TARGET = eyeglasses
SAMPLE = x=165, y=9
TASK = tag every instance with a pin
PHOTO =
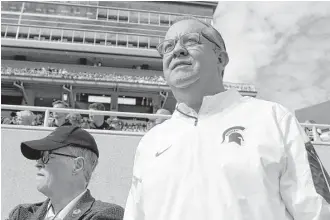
x=45, y=156
x=186, y=40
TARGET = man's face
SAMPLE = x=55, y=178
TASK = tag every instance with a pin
x=94, y=118
x=58, y=115
x=191, y=72
x=56, y=174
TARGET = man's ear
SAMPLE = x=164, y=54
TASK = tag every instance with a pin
x=79, y=164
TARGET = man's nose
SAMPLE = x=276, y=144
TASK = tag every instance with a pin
x=179, y=50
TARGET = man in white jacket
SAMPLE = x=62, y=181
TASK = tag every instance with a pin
x=222, y=156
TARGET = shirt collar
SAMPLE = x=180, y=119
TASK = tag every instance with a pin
x=66, y=209
x=211, y=104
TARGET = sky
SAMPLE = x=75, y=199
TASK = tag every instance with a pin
x=283, y=48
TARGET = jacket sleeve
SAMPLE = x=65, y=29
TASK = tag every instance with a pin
x=304, y=182
x=134, y=209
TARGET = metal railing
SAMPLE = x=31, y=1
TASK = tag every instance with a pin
x=48, y=110
x=315, y=136
x=80, y=36
x=96, y=12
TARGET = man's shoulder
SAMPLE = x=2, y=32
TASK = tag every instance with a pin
x=23, y=211
x=104, y=210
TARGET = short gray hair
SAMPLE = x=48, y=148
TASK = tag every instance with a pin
x=91, y=160
x=210, y=33
x=214, y=34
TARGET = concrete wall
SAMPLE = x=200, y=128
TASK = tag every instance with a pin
x=110, y=182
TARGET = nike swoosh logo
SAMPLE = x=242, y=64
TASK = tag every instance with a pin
x=159, y=153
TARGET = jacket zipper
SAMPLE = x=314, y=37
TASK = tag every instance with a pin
x=322, y=169
x=189, y=116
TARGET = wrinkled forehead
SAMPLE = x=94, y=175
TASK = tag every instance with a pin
x=184, y=27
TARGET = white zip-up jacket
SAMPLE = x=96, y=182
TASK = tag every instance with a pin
x=239, y=158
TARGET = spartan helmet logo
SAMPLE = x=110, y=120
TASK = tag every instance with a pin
x=233, y=134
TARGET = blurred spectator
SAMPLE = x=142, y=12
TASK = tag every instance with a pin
x=59, y=118
x=97, y=121
x=150, y=124
x=116, y=124
x=39, y=119
x=85, y=123
x=51, y=72
x=25, y=118
x=74, y=119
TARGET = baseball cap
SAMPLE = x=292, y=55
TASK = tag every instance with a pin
x=60, y=137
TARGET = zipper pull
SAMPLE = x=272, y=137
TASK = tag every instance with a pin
x=196, y=121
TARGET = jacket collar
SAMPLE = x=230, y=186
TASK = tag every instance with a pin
x=83, y=205
x=210, y=105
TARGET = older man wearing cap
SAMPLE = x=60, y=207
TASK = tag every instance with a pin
x=222, y=156
x=66, y=159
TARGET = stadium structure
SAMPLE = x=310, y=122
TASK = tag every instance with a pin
x=84, y=52
x=91, y=51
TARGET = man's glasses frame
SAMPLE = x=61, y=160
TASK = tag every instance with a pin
x=181, y=42
x=181, y=38
x=45, y=156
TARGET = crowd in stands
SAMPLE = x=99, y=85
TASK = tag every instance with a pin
x=94, y=121
x=317, y=134
x=90, y=76
x=97, y=76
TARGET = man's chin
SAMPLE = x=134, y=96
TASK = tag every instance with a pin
x=183, y=83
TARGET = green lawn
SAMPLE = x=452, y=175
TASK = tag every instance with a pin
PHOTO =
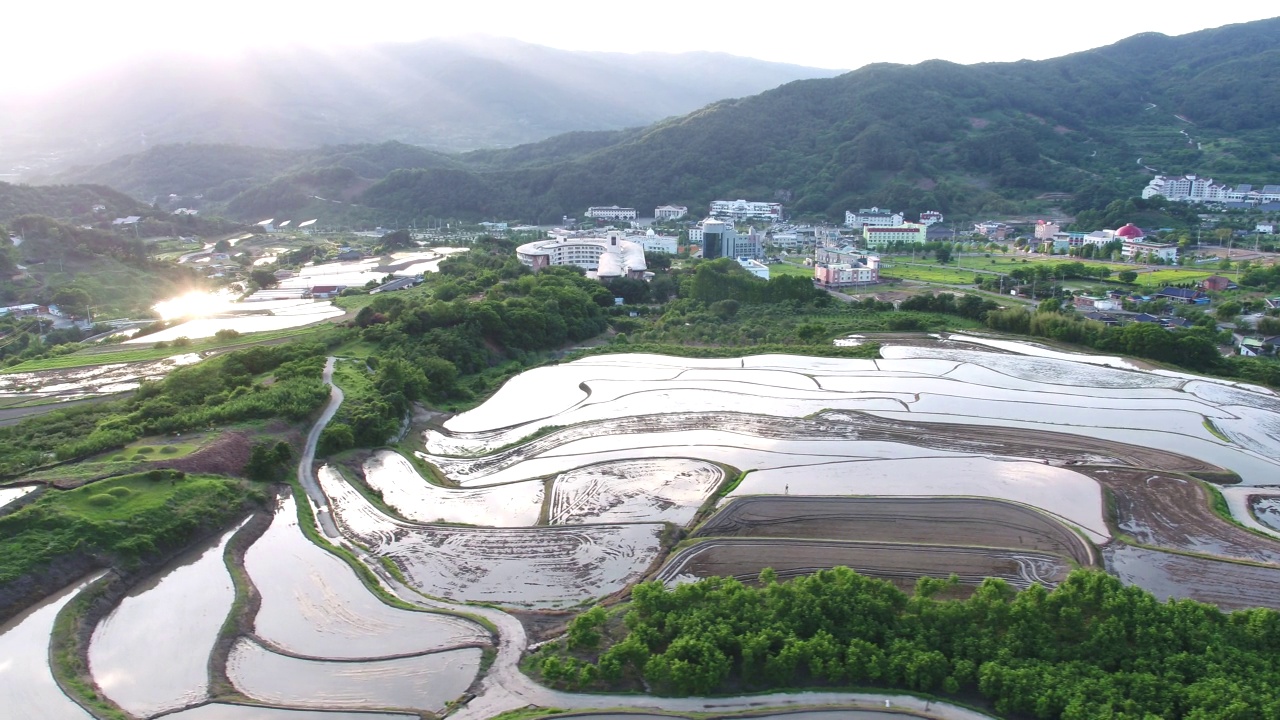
x=126, y=518
x=1171, y=277
x=926, y=273
x=141, y=352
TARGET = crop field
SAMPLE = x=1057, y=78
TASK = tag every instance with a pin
x=526, y=566
x=1229, y=586
x=641, y=491
x=314, y=605
x=1171, y=511
x=177, y=618
x=918, y=520
x=408, y=493
x=901, y=564
x=423, y=682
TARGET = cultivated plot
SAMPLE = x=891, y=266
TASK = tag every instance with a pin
x=901, y=564
x=314, y=605
x=913, y=520
x=405, y=490
x=424, y=682
x=1068, y=495
x=1171, y=511
x=26, y=679
x=663, y=490
x=1229, y=586
x=151, y=652
x=530, y=566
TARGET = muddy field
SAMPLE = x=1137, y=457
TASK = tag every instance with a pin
x=1229, y=586
x=1165, y=510
x=960, y=522
x=1059, y=449
x=1266, y=510
x=520, y=566
x=662, y=490
x=903, y=564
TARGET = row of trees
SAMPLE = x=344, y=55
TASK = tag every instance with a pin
x=1088, y=648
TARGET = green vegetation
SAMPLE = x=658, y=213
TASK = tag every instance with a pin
x=1088, y=648
x=218, y=391
x=124, y=519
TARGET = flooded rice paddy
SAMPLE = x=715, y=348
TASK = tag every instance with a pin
x=314, y=605
x=151, y=652
x=424, y=682
x=26, y=682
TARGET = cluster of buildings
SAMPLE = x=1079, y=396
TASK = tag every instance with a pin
x=1194, y=188
x=1134, y=245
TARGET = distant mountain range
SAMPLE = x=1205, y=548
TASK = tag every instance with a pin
x=440, y=94
x=1080, y=130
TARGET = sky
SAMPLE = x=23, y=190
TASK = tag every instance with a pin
x=54, y=41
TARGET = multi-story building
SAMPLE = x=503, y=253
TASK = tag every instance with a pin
x=745, y=210
x=908, y=232
x=606, y=256
x=721, y=240
x=1046, y=231
x=670, y=213
x=611, y=213
x=873, y=217
x=1141, y=250
x=1194, y=188
x=860, y=270
x=929, y=217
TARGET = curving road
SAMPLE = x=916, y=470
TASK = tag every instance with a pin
x=504, y=687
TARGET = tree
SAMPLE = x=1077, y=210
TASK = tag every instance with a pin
x=72, y=300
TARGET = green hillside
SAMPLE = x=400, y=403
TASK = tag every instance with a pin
x=996, y=137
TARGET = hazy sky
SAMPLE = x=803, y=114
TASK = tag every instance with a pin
x=49, y=41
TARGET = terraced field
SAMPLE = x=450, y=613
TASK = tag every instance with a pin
x=918, y=520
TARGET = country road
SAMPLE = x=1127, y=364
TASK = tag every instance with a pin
x=506, y=688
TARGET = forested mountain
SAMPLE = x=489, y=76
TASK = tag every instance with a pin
x=65, y=201
x=440, y=94
x=958, y=139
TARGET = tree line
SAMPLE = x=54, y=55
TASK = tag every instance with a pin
x=1088, y=648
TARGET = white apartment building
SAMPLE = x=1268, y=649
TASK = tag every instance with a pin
x=670, y=213
x=745, y=210
x=1194, y=188
x=611, y=213
x=873, y=217
x=908, y=232
x=721, y=240
x=754, y=267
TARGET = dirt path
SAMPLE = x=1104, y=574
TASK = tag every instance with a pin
x=504, y=687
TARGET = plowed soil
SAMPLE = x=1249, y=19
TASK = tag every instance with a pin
x=901, y=564
x=1165, y=510
x=960, y=522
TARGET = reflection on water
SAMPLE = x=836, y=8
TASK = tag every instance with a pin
x=151, y=652
x=27, y=687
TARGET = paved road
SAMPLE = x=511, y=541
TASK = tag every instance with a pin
x=306, y=474
x=504, y=687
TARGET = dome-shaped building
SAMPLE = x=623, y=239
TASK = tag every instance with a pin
x=1129, y=232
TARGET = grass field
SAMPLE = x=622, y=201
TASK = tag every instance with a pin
x=124, y=518
x=109, y=354
x=926, y=273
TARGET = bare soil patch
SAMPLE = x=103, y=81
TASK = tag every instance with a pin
x=960, y=522
x=901, y=564
x=1166, y=510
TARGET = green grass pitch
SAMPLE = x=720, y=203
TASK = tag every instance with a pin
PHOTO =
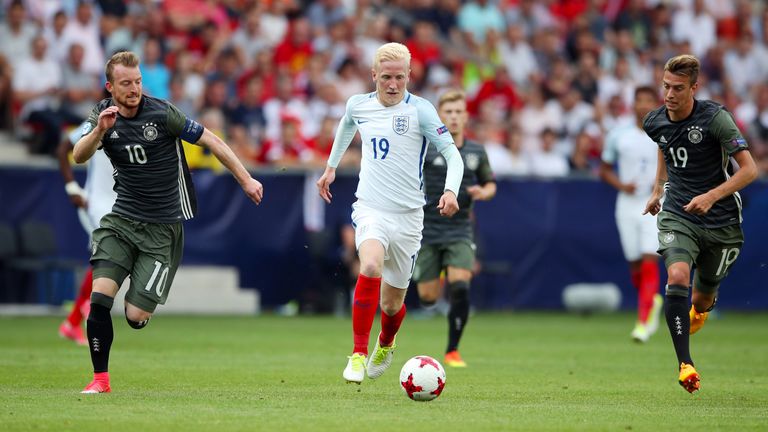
x=527, y=371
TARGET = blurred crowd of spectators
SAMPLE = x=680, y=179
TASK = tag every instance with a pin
x=545, y=79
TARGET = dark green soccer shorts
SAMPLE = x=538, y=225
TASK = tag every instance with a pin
x=149, y=252
x=712, y=250
x=433, y=258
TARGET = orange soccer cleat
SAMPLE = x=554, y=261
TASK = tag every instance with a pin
x=689, y=378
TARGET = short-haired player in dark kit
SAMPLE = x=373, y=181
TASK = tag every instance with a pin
x=448, y=244
x=143, y=235
x=700, y=221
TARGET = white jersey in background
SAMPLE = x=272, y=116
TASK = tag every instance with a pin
x=99, y=187
x=635, y=155
x=394, y=144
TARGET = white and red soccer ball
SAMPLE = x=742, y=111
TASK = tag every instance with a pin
x=422, y=378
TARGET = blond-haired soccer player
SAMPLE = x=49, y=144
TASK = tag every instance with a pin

__Description of the task__
Your answer should be the lines from the opening of the records through the line with "SAMPLE = x=164, y=54", both ends retyped exactly and pictures left out.

__Expected answer__
TARGET = eyeglasses
SAMPLE = x=165, y=9
TASK = tag every instance with a pin
PHOTO =
x=45, y=156
x=186, y=40
TARGET = man's face
SAMPLE = x=55, y=178
TASK = tag every instance with a pin
x=94, y=118
x=58, y=115
x=191, y=72
x=56, y=174
TARGET = man's ear
SAMPLE = x=164, y=54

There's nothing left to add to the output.